# SELECTED TEXT

== == ==

Martin Shkreli, an infamous drug company executive known as the “Pharma Bro,” has been moved to solitary confinement and ultimately removed from a minimum security environment at the Fort Dix federal prison in New Jersey.
His alleged new crime: Shkreli reportedly smuggled in a cell phone and was using it to run his drug business, Phoenixus AG.
Shkreli is in the midst of serving a seven-year prison sentence after being indicted on several investor fraud-related charges in 2017.
He’s now being detained at the Metropolitan Detention Center in Brooklyn, New York.
Shkreli’s lawyer, Benjamin Brafman, said that his client will be detained there for the time being. Then, Shkreli will be transferred to another federal prison in Allenwood, Pennsylvania.
According to the Wall Street Journal, Shkreli spirited a cellphone into Fort Dix and was using it to direct operations at Phoenixus AG.
Shkreli was reportedly rendering decisions on R&D initiatives and even tried to get the company’s CEO fired, though unsuccessfully.
Shkreli earned heaps of public scorn in 2015 when his company, Turing Pharmaceuticals, increased the price of a drug beyond the financial reach of those who desperately needed it.

== == ==

# DATA SHOWN
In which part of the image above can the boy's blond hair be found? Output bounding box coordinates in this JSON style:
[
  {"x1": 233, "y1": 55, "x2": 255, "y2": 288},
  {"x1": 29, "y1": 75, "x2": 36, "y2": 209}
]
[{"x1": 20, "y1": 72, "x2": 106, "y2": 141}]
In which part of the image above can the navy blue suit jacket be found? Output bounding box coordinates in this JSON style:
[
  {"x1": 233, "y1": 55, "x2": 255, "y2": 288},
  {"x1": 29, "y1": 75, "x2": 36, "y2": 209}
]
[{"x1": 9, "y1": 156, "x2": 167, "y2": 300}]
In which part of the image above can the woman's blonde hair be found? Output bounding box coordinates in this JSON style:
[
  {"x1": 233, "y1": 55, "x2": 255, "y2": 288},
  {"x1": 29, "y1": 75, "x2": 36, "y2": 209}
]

== == ==

# WORK ORDER A
According to the article on Martin Shkreli, where will he be transferred after his stay at the Brooklyn detention center?
# WORK ORDER B
Pick up the Martin Shkreli article after its final sentence and carry it forward.

# EXERCISE RESPONSE A
A federal prison in Allenwood, Pennsylvania.

# EXERCISE RESPONSE B
In 2015, Turing Pharmaceuticals increased the price of one of its drugs, Daraprim, from $13.50 a pill to over $750 a pill, a price increase of over 5,000%.
Daraprim treats parasitic infections in babies, small children, HIV patients, and pregnant women.
Although Shkreli’s company was hardly the only one to engage in such practices, Shkreli differentiated himself by publicly defending and rejoicing in such strategies.
This business decision, and Shkreli’s subsequent public gloating about it, was the beginning of his downfall.
The scandal precipitated the PR need to rebrand Turing into Phoenixus. Shkreli’s public behavior also immediately attracted the attention of federal law enforcement.
In 2017, Shkreli was found guilty of three out of eight federal charges. He was sentenced to seven years in prison in 2018.
The most serious charges included defrauded his investors and then stealing money from another drug company he founded, Retrophin, to pay back his defrauded investors.